INDIANAPOLIS –A large number of Colts players returned to Indianapolis this week for the start of the off-season conditioning program that leads to eventual on-field work.
Many were coming home to train for the first time since the end of the season, and they saw a much healthier Reggie Wayne.
Wayne now is five days beyond the six-month mark of his ACL injury last October. Wayne has remained in Indianapolis the great bulk of the time, regularly beating the medical staff to the building as he tries to resume a career that points toward Canton.
"For the lack of a better word, he is a freak in terms of health and what he can do at his age," said Andrew Luck. "We all know he'll come back and produce probably better than he ever has.
"He's phenomenal. Obviously, I'm no (specialist), but just for him to be on the field with us, watching us do drills, jump in every now and then and see him around the building (is impressive). He looks good. We expect him back better than ever. We know he's a phenomenal football player, and it's great to have him be that big presence again everywhere."
Wayne, one of 11 players with 13,000 career reception yards and 80 career TD receptions, is tied for third-most in league history with six 1,200-yard seasons, yet the number of players reaching 1,000 yards after age 35 is small.
"I think there are exceptions to every rule," said Luck. "I think Reggie is an exception to a lot of rules. We know he's going to come back and produce at a very high level."
Wayne has taken note of opinions in the wind, though external motivations never have stoked his passion as much as his own desire. Still……
"I'm sure that can motivate anybody," said Hakeem Nicks. "When you see people doubting you, that just puts some fire in the engine and makes you want to go harder. I've been a witness to that myself."
When he was signed, Nicks said the last time he was part of a "three-headed monster" like he his now with Wayne and T.Y. Hilton that it resulted in a Super Bowl title.
Hilton, part of Nicks' monster description, saw Wayne this week, too.
"He's going to shock the world," said Hilton. "I saw him the other day and he looks great, like he never left. It's just a blessing just to have him around.

####

§ **Task statement**
According to the article on Reggie Wayne's recovery, how many 1,200-yard seasons does Wayne have? The entries that follow are separate material unrelated to the article.

####

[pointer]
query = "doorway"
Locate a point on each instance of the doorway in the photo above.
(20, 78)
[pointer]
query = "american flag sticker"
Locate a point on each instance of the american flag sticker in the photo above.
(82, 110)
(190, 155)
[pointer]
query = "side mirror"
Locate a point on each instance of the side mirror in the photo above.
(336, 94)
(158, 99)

####

§ **Solution to this problem**
Six, which ties him for third-most in league history.